Copy out every line below that contains the word "lizard". Treat case as significant.

§ **Provided information**:
⟨
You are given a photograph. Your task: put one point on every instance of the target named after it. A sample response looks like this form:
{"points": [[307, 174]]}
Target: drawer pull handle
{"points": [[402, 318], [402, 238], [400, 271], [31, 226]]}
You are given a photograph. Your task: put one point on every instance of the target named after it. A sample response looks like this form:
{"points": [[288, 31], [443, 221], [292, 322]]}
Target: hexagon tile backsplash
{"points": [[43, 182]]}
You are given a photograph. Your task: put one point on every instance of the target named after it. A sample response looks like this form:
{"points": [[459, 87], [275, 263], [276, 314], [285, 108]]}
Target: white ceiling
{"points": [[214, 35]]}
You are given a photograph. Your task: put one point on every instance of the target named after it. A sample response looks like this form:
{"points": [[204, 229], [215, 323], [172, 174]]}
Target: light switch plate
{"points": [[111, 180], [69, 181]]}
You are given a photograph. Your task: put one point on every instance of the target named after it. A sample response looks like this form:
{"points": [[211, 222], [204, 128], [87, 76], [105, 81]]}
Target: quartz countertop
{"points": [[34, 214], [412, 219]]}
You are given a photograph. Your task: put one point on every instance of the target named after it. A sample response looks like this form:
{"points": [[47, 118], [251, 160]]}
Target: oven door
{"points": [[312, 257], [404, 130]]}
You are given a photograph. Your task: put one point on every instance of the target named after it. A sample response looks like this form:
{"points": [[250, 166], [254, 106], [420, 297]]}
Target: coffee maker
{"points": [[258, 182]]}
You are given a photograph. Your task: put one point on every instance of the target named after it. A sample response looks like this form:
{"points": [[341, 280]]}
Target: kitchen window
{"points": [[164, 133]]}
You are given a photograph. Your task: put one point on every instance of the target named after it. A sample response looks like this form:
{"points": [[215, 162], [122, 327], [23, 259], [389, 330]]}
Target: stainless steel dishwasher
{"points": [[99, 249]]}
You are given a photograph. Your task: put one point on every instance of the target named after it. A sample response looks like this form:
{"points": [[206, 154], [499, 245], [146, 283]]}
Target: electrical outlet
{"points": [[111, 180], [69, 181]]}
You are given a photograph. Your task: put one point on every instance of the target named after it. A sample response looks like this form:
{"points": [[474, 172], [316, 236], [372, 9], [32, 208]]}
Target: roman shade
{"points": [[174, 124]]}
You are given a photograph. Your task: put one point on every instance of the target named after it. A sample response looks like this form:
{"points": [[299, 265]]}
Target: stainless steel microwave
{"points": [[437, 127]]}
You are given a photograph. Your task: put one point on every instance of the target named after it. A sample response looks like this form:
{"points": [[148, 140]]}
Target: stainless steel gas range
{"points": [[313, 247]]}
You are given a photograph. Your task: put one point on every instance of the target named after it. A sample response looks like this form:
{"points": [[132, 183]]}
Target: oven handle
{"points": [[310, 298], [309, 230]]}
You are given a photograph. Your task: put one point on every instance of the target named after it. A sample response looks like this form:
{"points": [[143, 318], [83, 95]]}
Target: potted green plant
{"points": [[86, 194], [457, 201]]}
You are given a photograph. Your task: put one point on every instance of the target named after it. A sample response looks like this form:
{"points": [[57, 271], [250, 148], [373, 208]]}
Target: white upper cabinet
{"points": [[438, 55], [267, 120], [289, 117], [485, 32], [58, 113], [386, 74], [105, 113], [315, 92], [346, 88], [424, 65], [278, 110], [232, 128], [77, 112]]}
⟩
⟨
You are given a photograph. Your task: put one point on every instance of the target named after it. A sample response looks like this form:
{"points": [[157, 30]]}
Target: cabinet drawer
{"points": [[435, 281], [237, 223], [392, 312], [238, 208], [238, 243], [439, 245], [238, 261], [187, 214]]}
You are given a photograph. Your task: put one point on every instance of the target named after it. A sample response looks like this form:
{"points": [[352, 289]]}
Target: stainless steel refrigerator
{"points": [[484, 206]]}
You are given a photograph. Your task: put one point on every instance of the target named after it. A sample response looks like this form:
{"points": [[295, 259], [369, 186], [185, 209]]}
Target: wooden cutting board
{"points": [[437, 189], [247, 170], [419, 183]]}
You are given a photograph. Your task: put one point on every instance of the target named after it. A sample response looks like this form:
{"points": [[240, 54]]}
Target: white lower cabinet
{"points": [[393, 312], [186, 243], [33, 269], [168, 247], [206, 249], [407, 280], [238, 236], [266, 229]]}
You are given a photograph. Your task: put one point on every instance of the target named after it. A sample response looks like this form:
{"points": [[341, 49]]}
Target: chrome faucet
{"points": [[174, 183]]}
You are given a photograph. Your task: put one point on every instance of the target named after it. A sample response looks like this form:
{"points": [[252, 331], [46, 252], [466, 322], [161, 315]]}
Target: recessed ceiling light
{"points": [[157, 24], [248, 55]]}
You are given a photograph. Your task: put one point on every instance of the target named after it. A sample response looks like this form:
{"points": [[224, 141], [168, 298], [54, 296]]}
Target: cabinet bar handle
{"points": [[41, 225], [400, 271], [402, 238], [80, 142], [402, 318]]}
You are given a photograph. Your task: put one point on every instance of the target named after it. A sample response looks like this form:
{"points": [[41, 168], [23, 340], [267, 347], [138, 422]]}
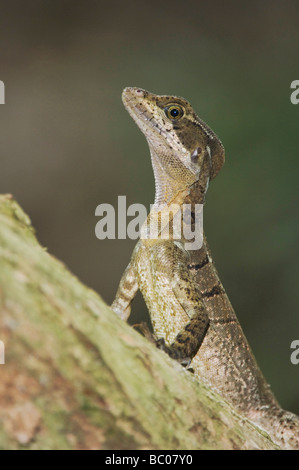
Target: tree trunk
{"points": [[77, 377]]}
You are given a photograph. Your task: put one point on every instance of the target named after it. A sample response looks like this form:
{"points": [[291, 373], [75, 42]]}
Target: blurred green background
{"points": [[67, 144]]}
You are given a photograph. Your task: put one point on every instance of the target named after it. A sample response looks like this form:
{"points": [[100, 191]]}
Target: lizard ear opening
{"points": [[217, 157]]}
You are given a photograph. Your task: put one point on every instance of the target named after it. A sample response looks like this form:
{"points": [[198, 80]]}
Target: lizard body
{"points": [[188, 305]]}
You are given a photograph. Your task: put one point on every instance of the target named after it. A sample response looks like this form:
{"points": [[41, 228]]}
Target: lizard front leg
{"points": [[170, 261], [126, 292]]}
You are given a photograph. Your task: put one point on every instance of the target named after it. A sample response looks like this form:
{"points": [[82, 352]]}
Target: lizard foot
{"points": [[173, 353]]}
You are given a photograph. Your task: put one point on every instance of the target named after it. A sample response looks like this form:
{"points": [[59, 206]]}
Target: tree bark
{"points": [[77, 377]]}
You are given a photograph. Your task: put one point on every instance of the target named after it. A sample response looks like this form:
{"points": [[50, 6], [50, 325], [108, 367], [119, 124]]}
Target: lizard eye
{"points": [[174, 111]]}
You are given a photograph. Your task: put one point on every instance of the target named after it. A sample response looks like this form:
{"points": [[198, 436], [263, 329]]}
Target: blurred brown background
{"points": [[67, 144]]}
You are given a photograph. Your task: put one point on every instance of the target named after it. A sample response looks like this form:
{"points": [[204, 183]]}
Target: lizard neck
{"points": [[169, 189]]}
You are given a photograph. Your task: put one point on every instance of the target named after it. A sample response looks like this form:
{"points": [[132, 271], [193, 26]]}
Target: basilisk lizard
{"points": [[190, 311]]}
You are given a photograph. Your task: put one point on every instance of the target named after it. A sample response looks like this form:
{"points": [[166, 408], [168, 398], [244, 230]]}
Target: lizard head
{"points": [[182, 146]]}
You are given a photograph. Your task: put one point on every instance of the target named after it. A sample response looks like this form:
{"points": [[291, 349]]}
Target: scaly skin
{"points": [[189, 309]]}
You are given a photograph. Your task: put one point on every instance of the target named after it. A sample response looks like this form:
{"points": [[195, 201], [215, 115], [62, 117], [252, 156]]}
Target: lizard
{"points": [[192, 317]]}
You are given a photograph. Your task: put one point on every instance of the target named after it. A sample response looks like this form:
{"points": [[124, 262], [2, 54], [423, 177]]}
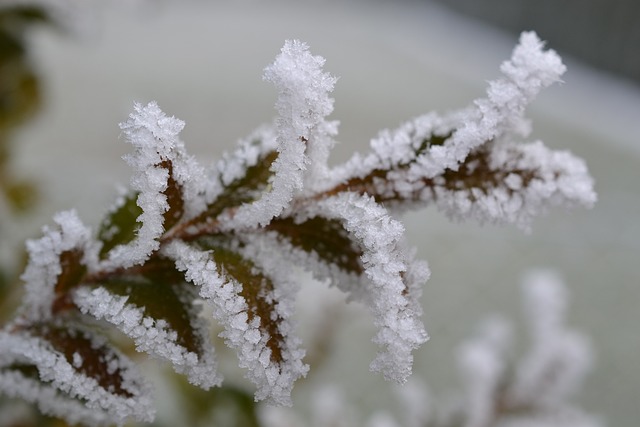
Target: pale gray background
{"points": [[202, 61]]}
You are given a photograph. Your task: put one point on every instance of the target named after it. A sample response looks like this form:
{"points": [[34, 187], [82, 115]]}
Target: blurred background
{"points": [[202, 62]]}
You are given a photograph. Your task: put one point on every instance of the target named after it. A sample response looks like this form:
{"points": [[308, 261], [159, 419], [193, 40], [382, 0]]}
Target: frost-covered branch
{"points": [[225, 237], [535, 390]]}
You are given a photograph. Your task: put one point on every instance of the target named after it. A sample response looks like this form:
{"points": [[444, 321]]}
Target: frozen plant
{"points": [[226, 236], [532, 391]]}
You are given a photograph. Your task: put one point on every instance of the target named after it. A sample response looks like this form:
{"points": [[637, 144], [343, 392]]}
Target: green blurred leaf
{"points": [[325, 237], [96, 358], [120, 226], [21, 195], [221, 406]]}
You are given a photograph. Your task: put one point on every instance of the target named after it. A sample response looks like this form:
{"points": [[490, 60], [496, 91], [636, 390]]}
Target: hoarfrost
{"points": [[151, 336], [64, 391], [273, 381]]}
⟩
⟨
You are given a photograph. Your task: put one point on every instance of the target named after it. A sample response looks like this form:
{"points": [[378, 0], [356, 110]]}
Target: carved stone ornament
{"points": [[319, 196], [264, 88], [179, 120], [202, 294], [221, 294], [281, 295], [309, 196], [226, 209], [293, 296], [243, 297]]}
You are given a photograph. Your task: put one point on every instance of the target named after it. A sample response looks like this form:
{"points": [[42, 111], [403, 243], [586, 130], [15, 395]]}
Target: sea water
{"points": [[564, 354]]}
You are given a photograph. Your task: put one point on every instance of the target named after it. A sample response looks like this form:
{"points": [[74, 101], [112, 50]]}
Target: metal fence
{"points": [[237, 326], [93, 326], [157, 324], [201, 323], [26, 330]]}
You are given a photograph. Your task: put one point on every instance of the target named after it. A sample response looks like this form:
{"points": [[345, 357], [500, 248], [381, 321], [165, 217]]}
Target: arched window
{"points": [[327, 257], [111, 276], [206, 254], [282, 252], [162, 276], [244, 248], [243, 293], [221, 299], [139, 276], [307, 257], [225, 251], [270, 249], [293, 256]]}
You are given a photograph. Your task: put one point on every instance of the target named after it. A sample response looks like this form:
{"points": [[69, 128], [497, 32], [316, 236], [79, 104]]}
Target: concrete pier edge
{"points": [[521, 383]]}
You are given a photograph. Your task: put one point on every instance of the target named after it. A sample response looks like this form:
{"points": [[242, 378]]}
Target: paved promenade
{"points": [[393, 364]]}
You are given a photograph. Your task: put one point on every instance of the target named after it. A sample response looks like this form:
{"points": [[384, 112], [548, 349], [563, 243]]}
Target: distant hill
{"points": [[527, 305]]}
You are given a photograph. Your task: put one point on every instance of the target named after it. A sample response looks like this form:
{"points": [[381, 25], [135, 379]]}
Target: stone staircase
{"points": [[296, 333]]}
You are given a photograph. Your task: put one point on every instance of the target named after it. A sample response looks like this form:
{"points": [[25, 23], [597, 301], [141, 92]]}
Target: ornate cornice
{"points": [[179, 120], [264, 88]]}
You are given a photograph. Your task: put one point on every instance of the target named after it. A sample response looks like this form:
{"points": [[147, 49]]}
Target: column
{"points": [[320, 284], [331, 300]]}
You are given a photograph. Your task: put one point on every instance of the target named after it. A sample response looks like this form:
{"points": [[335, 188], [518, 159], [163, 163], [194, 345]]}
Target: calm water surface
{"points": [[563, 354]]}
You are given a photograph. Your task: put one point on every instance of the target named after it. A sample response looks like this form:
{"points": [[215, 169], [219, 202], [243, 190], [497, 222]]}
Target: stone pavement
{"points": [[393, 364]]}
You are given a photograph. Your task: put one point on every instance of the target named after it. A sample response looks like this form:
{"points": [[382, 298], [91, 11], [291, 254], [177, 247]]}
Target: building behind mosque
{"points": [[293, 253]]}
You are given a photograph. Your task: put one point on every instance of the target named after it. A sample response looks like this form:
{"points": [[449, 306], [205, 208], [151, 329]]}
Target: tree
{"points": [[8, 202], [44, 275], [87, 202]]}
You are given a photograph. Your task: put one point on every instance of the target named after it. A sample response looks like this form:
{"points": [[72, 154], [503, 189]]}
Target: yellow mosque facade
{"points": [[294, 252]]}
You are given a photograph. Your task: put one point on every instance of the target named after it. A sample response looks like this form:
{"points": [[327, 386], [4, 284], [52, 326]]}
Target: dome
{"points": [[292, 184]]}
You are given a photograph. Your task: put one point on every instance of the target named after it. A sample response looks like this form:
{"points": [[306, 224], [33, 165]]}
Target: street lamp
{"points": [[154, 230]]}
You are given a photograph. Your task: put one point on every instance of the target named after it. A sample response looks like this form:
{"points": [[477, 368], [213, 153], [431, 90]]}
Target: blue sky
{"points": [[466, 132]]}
⟩
§ **Exercise solution**:
Target: lizard ear opening
Target: lizard body
Target: lizard front leg
Target: lizard foot
Target: lizard eye
Target: lizard neck
Target: basilisk lizard
Target: lizard head
Target: lizard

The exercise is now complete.